**WORK INSTRUCTIONS**
Reproduce every line of the records with "utility pole" swapped for "streetlight" and nothing else altered. Omit the pictures from your answer.

[Point annotation records]
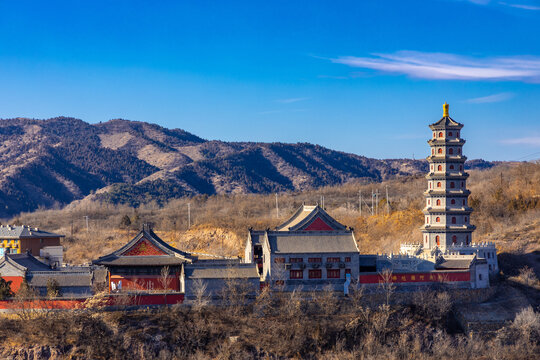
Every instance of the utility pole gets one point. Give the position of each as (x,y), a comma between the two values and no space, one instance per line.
(360,201)
(189,216)
(387,202)
(377,202)
(277,208)
(372,205)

**SOLUTION FOR THIS EXERCISE**
Every instance of the streetlight gets one point. Give the position of each as (x,y), a comma between the two values and no space, one instance per line.
(360,201)
(189,216)
(387,202)
(377,202)
(277,208)
(372,205)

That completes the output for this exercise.